GIVEN PASSAGE:
***

Blood–alcohol concentration is considered the most accurate indicator of a person's alcohol level, but measuring it requires pricking a finger. The most commonly used devices to track this measurement have been breathalyzers, but they can give false readouts. For example, the alcohol level detected in a person's breath right after taking a drink would typically be higher than that person's actual blood–alcohol concentration. A person could also cause a breathalyzer to detect a lower alcohol level by using mouthwash.

Recently it was proven that blood–alcohol concentration can also be estimated by measuring alcohol levels in insensible sweat—perspiration that occurs before it is perceived as moisture on the skin.

Now engineers from the University of California (UC) San Diego are running with those findings, and have developed a flexible sensor that can be worn on your body to measure blood–alcohol level from sweat.

Once the data is retrieved from the wearable sensor, it can be transmitted wirelessly to a laptop, smartphone or another mobile device.

This flexible, wearable sensor can be worn on the arm to detect alcohol level. (Image Credit: UC San Diego) This flexible, wearable sensor can be worn on the arm to detect alcohol level. (Image Credit: UC San Diego)

The engineers envision the device being worn on the skin and used by doctors and police officers for continuous, non-invasive and real-time monitoring of blood–alcohol content.

The sensor

The sensor is similar to that of a temporary tattoo, only this kind induces sweat and electrochemically detects the alcohol level. The sensor contains a portable, flexible electronic circuit board, which is connected by a magnet and can communicate the data to a mobile device via Bluetooth.

"Lots of accidents on the road are caused by drunk driving. This technology provides an accurate, convenient and quick way to monitor alcohol consumption to help prevent people from driving while intoxicated," said Joseph Wang, nanoengineering professor at UC San Diego. "The device could be integrated with a car's alcohol-ignition interlocks, or friends could use it to check up on each other before handing over the car keys," he added.

***

Bounding box annotation entries:
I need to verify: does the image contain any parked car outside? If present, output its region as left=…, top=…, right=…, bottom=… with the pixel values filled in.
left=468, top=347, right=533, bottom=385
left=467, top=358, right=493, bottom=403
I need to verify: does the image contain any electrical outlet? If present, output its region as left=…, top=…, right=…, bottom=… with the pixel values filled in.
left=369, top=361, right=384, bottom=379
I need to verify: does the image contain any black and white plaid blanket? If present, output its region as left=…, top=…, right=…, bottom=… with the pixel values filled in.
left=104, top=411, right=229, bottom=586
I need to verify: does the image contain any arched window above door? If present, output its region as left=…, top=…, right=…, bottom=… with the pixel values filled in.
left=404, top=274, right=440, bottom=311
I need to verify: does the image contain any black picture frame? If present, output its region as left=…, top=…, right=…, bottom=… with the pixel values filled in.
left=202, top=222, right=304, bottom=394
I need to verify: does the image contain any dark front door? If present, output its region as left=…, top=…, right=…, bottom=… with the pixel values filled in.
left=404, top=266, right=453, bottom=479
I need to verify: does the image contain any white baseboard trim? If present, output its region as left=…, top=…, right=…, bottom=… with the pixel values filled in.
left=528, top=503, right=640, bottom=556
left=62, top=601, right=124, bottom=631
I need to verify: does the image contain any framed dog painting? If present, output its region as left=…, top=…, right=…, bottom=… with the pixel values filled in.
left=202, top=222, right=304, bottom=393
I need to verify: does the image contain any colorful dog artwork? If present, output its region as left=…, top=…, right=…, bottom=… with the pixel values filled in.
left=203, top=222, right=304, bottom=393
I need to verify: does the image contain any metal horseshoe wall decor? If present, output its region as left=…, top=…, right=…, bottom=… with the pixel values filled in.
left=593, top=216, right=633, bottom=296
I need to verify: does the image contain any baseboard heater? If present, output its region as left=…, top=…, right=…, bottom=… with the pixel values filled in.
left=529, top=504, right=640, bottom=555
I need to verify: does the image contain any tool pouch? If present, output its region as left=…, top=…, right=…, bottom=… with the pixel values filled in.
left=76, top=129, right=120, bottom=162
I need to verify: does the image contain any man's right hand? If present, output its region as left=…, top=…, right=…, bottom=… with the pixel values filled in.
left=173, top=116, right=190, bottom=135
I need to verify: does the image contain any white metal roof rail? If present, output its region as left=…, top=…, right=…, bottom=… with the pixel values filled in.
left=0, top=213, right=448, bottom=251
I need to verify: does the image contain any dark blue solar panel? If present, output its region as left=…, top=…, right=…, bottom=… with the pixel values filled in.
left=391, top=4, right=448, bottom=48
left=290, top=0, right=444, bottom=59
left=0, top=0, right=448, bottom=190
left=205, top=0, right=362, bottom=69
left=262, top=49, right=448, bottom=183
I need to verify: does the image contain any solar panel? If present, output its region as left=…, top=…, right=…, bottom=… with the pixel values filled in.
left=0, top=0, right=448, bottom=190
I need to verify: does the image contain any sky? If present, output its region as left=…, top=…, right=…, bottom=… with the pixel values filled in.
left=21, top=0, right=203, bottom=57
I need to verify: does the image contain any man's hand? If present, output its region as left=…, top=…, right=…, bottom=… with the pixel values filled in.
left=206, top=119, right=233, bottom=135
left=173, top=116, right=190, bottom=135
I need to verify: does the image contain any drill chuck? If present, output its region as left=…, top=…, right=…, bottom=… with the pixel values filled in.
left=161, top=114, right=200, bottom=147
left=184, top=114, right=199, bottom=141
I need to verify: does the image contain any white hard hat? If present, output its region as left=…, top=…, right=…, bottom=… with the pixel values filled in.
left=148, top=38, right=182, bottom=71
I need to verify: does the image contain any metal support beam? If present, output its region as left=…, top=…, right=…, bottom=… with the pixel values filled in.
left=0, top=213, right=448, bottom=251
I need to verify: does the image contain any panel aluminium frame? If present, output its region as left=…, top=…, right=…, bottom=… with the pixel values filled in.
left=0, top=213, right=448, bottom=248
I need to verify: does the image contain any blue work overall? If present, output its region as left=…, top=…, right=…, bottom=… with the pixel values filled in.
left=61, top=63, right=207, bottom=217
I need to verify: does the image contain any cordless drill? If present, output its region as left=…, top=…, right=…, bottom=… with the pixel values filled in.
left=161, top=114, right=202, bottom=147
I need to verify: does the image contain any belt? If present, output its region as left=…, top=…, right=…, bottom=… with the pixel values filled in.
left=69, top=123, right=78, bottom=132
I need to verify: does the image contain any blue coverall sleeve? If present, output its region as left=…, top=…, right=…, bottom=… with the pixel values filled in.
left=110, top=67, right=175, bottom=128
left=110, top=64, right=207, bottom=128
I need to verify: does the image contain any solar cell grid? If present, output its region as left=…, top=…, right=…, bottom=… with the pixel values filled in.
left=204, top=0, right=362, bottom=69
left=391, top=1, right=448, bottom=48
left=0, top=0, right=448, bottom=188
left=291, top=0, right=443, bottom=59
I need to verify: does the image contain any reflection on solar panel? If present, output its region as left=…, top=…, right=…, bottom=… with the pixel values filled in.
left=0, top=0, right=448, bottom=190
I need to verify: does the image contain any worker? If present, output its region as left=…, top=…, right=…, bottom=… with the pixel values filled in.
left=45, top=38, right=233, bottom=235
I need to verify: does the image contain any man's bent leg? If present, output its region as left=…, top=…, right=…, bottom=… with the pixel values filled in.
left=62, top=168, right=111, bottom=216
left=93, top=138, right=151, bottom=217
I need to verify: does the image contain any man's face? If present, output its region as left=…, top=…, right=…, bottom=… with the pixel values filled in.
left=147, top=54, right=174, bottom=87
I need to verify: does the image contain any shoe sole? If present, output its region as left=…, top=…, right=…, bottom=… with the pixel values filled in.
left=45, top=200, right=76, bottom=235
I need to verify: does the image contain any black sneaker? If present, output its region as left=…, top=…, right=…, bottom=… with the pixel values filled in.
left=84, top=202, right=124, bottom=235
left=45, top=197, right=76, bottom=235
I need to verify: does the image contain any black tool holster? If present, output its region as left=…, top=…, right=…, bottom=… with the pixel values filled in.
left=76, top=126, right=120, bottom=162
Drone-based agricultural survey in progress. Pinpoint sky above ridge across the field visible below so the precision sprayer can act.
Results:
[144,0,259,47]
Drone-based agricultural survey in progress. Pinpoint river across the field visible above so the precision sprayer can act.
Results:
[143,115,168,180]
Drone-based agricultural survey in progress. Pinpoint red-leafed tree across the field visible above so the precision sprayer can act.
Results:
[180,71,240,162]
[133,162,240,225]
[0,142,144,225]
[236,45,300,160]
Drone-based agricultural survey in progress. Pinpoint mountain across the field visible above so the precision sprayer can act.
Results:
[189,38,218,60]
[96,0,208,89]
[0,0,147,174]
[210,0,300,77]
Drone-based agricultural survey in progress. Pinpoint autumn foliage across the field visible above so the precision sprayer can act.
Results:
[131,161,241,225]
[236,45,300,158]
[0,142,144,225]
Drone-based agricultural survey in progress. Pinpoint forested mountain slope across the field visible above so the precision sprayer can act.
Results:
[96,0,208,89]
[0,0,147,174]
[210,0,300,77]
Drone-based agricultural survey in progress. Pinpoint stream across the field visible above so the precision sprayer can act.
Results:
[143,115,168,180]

***

REQUIRED TASKS:
1) Put the stretch of the records from the line containing "I need to verify: does the image contain any panel" through the line containing "left=69, top=123, right=78, bottom=132" into a numbered list, leaving out any blank lines.
2) Write the next part of the passage on the wearable sweat-based alcohol sensor, picking up after its final sentence.

RESPONSES IN ORDER:
1)
1. I need to verify: does the image contain any panel aluminium frame? If present, output its region as left=…, top=…, right=…, bottom=… with the pixel values filled in.
2. left=0, top=213, right=448, bottom=248
3. I need to verify: does the image contain any blue work overall? If present, output its region as left=…, top=…, right=…, bottom=… with the pixel values filled in.
4. left=61, top=63, right=207, bottom=217
5. I need to verify: does the image contain any cordless drill? If present, output its region as left=…, top=…, right=…, bottom=… with the pixel values filled in.
6. left=161, top=114, right=202, bottom=147
7. I need to verify: does the image contain any belt? If present, output its region as left=…, top=…, right=…, bottom=… with the pixel values filled in.
8. left=69, top=123, right=78, bottom=132

2)
According to Jayoung Kim, a materials science and engineering PhD student in Wang's group and one of the paper's co-first authors, the sensor could even send alerts to your phone while you are at a party or a bar to let you know how much you have been drinking.

The alcohol sensor can accurately monitor alcohol level in sweat within 15 minutes.

"What's also innovative about this technology is that the wearer doesn't need to be exercising or sweating already. The user can put on the patch and, within a few minutes, get a reading that's well correlated to his or her blood–alcohol concentration. Such a device hasn't been available until now," said Patrick Mercier, UC San Diego engineering professor.

The tattoo is equipped with screen-printed electrodes and a small hydrogel patch containing pilocarpine, a drug that passes through the skin and induces sweat.

"This device can use a Bluetooth connection, which is something a breathalyzer can't do. We've found a way to make the electronics portable and wireless, which are important for practical, real-life use," said Somayeh Imani, an electrical engineering PhD student in Mercier's lab and a co-first author on the paper.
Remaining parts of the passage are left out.